Prompt>
Print the data below verbatim, minus images.

↓↓↓

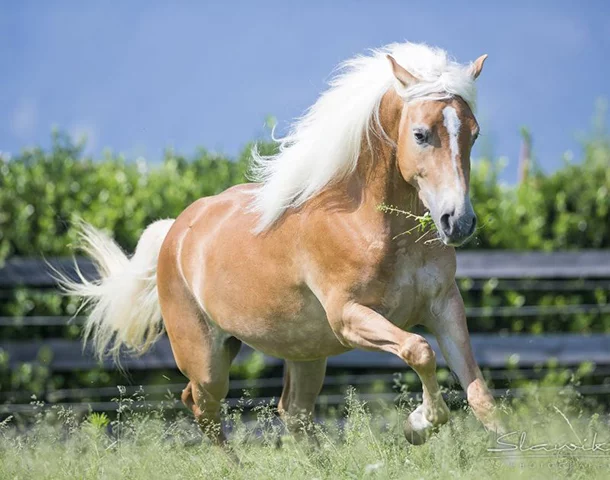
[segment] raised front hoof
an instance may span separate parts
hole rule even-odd
[[[422,405],[411,412],[405,421],[403,429],[407,441],[412,445],[422,445],[426,443],[430,436],[436,432],[441,425],[447,423],[447,420],[449,419],[448,409],[447,411],[444,411],[443,409],[439,413],[442,414],[437,415],[435,423],[432,423],[424,416]]]
[[[407,442],[409,442],[411,445],[423,445],[424,443],[426,443],[428,438],[430,438],[430,435],[432,433],[431,429],[416,430],[415,428],[413,428],[413,425],[411,425],[408,420],[405,422],[403,430]]]

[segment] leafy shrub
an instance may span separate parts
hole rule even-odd
[[[0,160],[0,264],[17,255],[71,254],[75,218],[132,250],[149,223],[244,182],[249,152],[232,161],[203,149],[191,158],[168,151],[149,165],[110,153],[94,160],[83,156],[83,147],[54,133],[50,151],[34,148]]]

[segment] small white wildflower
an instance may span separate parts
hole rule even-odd
[[[364,473],[375,472],[375,471],[379,470],[381,467],[383,467],[383,462],[369,463],[366,467],[364,467]]]

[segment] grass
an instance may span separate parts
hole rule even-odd
[[[410,446],[401,425],[414,405],[367,405],[352,391],[340,421],[330,418],[313,427],[319,446],[284,435],[269,406],[255,409],[256,422],[232,410],[229,443],[241,461],[237,466],[221,448],[199,442],[186,413],[169,420],[163,409],[136,404],[122,399],[112,420],[98,413],[78,418],[53,408],[41,409],[28,425],[5,420],[0,478],[592,479],[607,478],[610,471],[608,420],[595,410],[584,411],[570,389],[550,398],[534,389],[525,400],[504,402],[517,431],[507,443],[518,444],[525,432],[524,447],[546,443],[554,450],[538,447],[518,457],[490,453],[489,448],[502,446],[465,408],[454,411],[427,444]],[[593,441],[597,451],[590,450]]]

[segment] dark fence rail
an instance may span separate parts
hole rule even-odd
[[[578,313],[610,313],[610,304],[580,305],[523,305],[521,307],[466,307],[468,318],[499,317],[539,317],[554,315],[574,315]],[[0,317],[0,327],[57,327],[62,325],[81,325],[85,318],[33,315],[28,317]]]
[[[94,278],[91,261],[77,259],[86,278]],[[54,258],[48,264],[39,258],[11,258],[0,269],[0,288],[16,286],[55,287],[50,267],[74,274],[74,260]],[[610,250],[578,252],[464,251],[457,256],[458,278],[471,279],[610,279]]]
[[[424,335],[437,355],[439,367],[446,367],[445,359],[433,336]],[[471,335],[475,358],[485,368],[502,368],[506,365],[522,368],[543,366],[553,359],[560,365],[574,366],[583,362],[610,365],[610,334],[547,334],[547,335],[494,335],[474,333]],[[8,353],[9,365],[15,367],[23,362],[39,363],[54,371],[90,370],[101,366],[115,369],[110,361],[98,363],[89,348],[83,350],[78,340],[18,340],[0,342],[0,349]],[[42,350],[41,350],[42,349]],[[245,361],[253,352],[243,346],[236,362]],[[265,365],[279,366],[283,360],[265,356]],[[121,365],[128,370],[176,368],[169,340],[162,337],[142,356],[121,357]],[[329,357],[329,367],[356,369],[383,368],[400,370],[404,362],[389,353],[352,350]]]
[[[610,278],[610,250],[577,252],[464,251],[458,278]]]

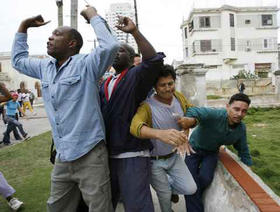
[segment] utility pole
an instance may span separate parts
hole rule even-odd
[[[57,22],[58,26],[63,26],[63,2],[62,0],[56,0],[57,5]]]
[[[135,24],[137,29],[139,29],[139,25],[138,25],[138,13],[137,13],[137,4],[136,4],[136,0],[134,0],[134,12],[135,12]],[[128,38],[127,38],[128,39]],[[137,48],[137,52],[138,54],[140,54],[140,50],[139,48]]]
[[[71,27],[78,29],[78,0],[71,0]]]

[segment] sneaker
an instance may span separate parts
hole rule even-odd
[[[25,134],[23,135],[23,138],[24,138],[24,141],[25,141],[25,140],[28,140],[28,139],[30,138],[30,136],[28,135],[28,133],[25,133]]]
[[[8,202],[8,205],[14,211],[18,210],[22,206],[22,204],[23,202],[19,201],[17,198],[14,197]]]
[[[171,195],[171,202],[173,202],[173,203],[179,202],[179,195],[178,194],[172,194]]]

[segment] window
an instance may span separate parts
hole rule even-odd
[[[2,64],[0,63],[0,72],[2,72]]]
[[[192,43],[192,49],[193,49],[193,53],[195,53],[195,43]]]
[[[234,27],[234,15],[233,14],[229,14],[229,25],[231,27]]]
[[[193,21],[189,23],[189,32],[191,32],[192,30],[193,30]]]
[[[235,38],[230,38],[230,49],[235,51]]]
[[[188,28],[185,27],[185,28],[184,28],[184,31],[185,31],[185,38],[187,39],[187,38],[188,38]]]
[[[210,27],[210,17],[199,17],[199,28]]]
[[[262,15],[262,25],[272,26],[272,15]]]
[[[201,40],[200,41],[200,51],[201,52],[211,51],[211,40]]]
[[[189,48],[186,48],[186,57],[189,56]]]
[[[249,19],[245,20],[245,24],[251,24],[251,20]]]
[[[267,49],[267,47],[268,47],[267,39],[264,39],[263,40],[263,48]]]

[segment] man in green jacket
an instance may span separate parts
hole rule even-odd
[[[178,123],[184,129],[196,126],[190,137],[195,153],[187,155],[185,162],[198,189],[195,194],[185,196],[187,211],[204,211],[202,194],[213,180],[221,145],[233,145],[241,161],[252,165],[246,126],[241,122],[250,102],[247,95],[238,93],[230,98],[226,109],[192,107],[188,109],[186,117],[179,119]]]

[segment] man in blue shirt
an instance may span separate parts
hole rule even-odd
[[[16,127],[19,129],[21,135],[23,136],[24,139],[27,139],[27,133],[24,131],[22,124],[17,120],[16,118],[16,113],[17,110],[20,111],[22,113],[23,116],[25,116],[25,113],[22,111],[20,104],[17,101],[18,99],[18,94],[17,93],[13,93],[12,94],[12,100],[4,103],[4,105],[6,105],[6,115],[5,115],[5,121],[6,123],[8,123],[7,129],[4,132],[4,138],[3,138],[3,142],[5,145],[10,145],[10,133],[13,130],[16,130]],[[16,132],[17,137],[16,138],[20,138],[20,136],[18,135],[18,132]]]
[[[203,212],[203,191],[211,184],[221,145],[233,145],[241,161],[248,166],[252,159],[246,138],[246,126],[242,119],[250,105],[247,95],[233,95],[226,109],[189,108],[187,117],[178,122],[184,128],[197,126],[191,134],[190,144],[195,152],[187,155],[185,162],[197,184],[197,192],[186,195],[187,211]]]
[[[94,7],[87,7],[81,15],[99,42],[90,54],[79,54],[83,39],[77,30],[59,27],[47,42],[47,52],[53,58],[29,58],[27,29],[47,24],[41,15],[21,23],[13,44],[13,67],[42,82],[56,146],[48,211],[75,211],[80,193],[89,211],[112,210],[98,80],[112,64],[119,43]]]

↑↑↑

Answer for the task>
[segment] raised front hoof
an instance may span separate parts
hole rule even-odd
[[[422,405],[411,412],[405,421],[403,429],[407,441],[412,445],[422,445],[426,443],[430,436],[436,432],[441,425],[447,423],[447,420],[449,419],[448,409],[447,411],[444,411],[443,409],[439,413],[442,414],[437,415],[435,423],[432,423],[424,416]]]
[[[407,442],[409,442],[411,445],[423,445],[424,443],[426,443],[428,438],[430,438],[430,435],[432,433],[431,429],[416,430],[415,428],[413,428],[413,425],[411,425],[408,420],[405,422],[403,430]]]

[segment] leafy shrub
an instance may span separate parts
hole rule even-odd
[[[0,160],[0,264],[17,255],[71,254],[75,218],[132,250],[149,223],[244,182],[249,152],[232,161],[203,149],[191,158],[168,151],[149,165],[110,153],[94,160],[83,156],[83,147],[54,133],[50,151],[34,148]]]

[segment] small white wildflower
an instance may span separate parts
hole rule even-odd
[[[364,473],[375,472],[375,471],[379,470],[381,467],[383,467],[383,462],[369,463],[366,467],[364,467]]]

[segment] grass
an instance may span separate parts
hole rule even-odd
[[[410,446],[401,425],[414,405],[367,405],[352,391],[340,421],[330,418],[313,427],[319,446],[284,435],[269,406],[255,409],[256,422],[232,410],[229,443],[241,461],[237,466],[221,448],[199,442],[186,413],[169,420],[163,409],[136,404],[122,399],[112,420],[98,413],[78,418],[53,408],[41,409],[28,425],[5,420],[0,478],[592,479],[607,478],[610,471],[608,420],[595,410],[584,411],[570,389],[550,398],[534,389],[525,400],[504,402],[517,431],[507,443],[518,444],[525,432],[524,447],[546,443],[554,450],[538,447],[518,457],[490,453],[489,448],[502,446],[465,408],[454,411],[427,444]],[[593,441],[597,451],[590,450]]]

[segment] dark fence rail
an instance may span separate parts
hole rule even-odd
[[[578,313],[610,313],[610,304],[580,305],[523,305],[521,307],[466,307],[468,318],[499,317],[539,317],[554,315],[574,315]],[[0,317],[0,327],[57,327],[62,325],[81,325],[85,318],[33,315],[28,317]]]
[[[94,278],[91,261],[77,259],[86,278]],[[54,258],[48,264],[39,258],[11,258],[0,269],[0,288],[16,286],[55,287],[50,267],[74,274],[74,260]],[[610,250],[578,252],[464,251],[457,256],[458,278],[471,279],[610,279]]]
[[[424,335],[437,355],[439,367],[446,367],[445,359],[433,336]],[[471,335],[475,358],[485,368],[502,368],[506,365],[522,368],[543,366],[553,359],[560,365],[574,366],[583,362],[610,365],[610,334],[547,334],[547,335],[494,335],[474,333]],[[8,353],[9,365],[15,367],[23,362],[39,363],[54,371],[90,370],[101,366],[115,369],[110,361],[98,363],[89,348],[83,350],[78,340],[18,340],[0,342],[0,349]],[[42,350],[41,350],[42,349]],[[245,361],[253,352],[243,346],[236,362]],[[265,365],[279,366],[283,360],[265,356]],[[121,365],[128,370],[176,368],[169,340],[162,337],[142,356],[121,357]],[[329,357],[329,367],[356,369],[383,368],[400,370],[404,362],[389,353],[352,350]]]
[[[610,278],[610,250],[577,252],[464,251],[458,278]]]

[segment] utility pole
an instance may span separate parts
hole rule even-odd
[[[57,22],[58,26],[63,26],[63,2],[62,0],[56,0],[57,5]]]
[[[135,24],[137,29],[139,29],[139,25],[138,25],[138,13],[137,13],[137,4],[136,4],[136,0],[134,0],[134,12],[135,12]],[[128,38],[127,38],[128,39]],[[137,48],[137,52],[138,54],[140,54],[140,50],[139,48]]]
[[[71,27],[78,29],[78,0],[71,0]]]

[segment] sneaker
an instance may span separate parts
hole rule even-odd
[[[25,134],[23,135],[23,138],[24,138],[24,141],[25,141],[25,140],[28,140],[28,139],[30,138],[30,136],[28,135],[28,133],[25,133]]]
[[[8,202],[8,205],[14,211],[18,210],[22,206],[22,204],[23,202],[19,201],[17,198],[14,197]]]
[[[171,195],[171,202],[173,202],[173,203],[179,202],[179,195],[178,194],[172,194]]]

[segment] window
an instance may span separate parts
hole rule even-odd
[[[2,64],[0,63],[0,72],[2,72]]]
[[[192,43],[192,49],[193,49],[193,53],[195,53],[195,43]]]
[[[234,27],[234,15],[233,14],[229,14],[229,25],[231,27]]]
[[[193,21],[189,23],[189,32],[191,32],[192,30],[193,30]]]
[[[235,38],[230,38],[230,49],[235,51]]]
[[[188,28],[185,27],[185,28],[184,28],[184,31],[185,31],[185,38],[187,39],[187,38],[188,38]]]
[[[210,27],[210,17],[199,17],[199,28]]]
[[[262,15],[262,25],[272,26],[272,15]]]
[[[201,40],[200,41],[200,51],[201,52],[211,51],[211,40]]]
[[[189,48],[186,48],[186,57],[189,56]]]
[[[249,19],[245,20],[245,24],[251,24],[251,20]]]
[[[267,49],[267,47],[268,47],[267,39],[264,39],[263,40],[263,48]]]

[segment] man in green jacket
an instance may span separate parts
hole rule even-odd
[[[178,123],[184,129],[196,126],[190,137],[195,153],[187,155],[185,162],[198,189],[195,194],[185,196],[187,211],[204,211],[202,194],[213,180],[221,145],[233,145],[241,161],[252,165],[246,126],[241,122],[250,102],[247,95],[238,93],[230,98],[226,109],[192,107],[188,109],[186,117],[179,119]]]

[segment] man in blue shirt
an instance may span separate parts
hole rule even-odd
[[[16,127],[19,129],[21,135],[23,136],[24,139],[27,139],[27,133],[24,131],[22,124],[17,120],[16,118],[16,113],[17,110],[20,111],[22,113],[23,116],[25,116],[25,113],[22,111],[20,104],[17,101],[18,99],[18,94],[17,93],[13,93],[12,94],[12,100],[4,103],[4,105],[6,105],[6,115],[5,115],[5,121],[6,123],[8,123],[7,129],[4,132],[4,138],[3,138],[3,142],[5,145],[10,145],[10,133],[13,130],[16,130]],[[16,132],[17,137],[16,138],[20,138],[20,136],[18,135],[18,132]]]
[[[203,212],[203,191],[211,184],[221,145],[233,145],[241,161],[248,166],[252,159],[246,138],[246,126],[242,119],[250,105],[247,95],[233,95],[226,109],[189,108],[187,117],[178,122],[184,128],[197,126],[191,134],[190,144],[195,152],[187,155],[185,162],[197,184],[197,192],[186,195],[187,211]]]
[[[94,7],[87,7],[81,15],[99,42],[90,54],[79,54],[83,39],[77,30],[59,27],[47,42],[47,52],[53,58],[29,58],[27,29],[47,24],[41,15],[21,23],[13,44],[13,67],[42,82],[56,146],[48,211],[75,211],[80,193],[89,211],[112,210],[98,80],[112,64],[119,43]]]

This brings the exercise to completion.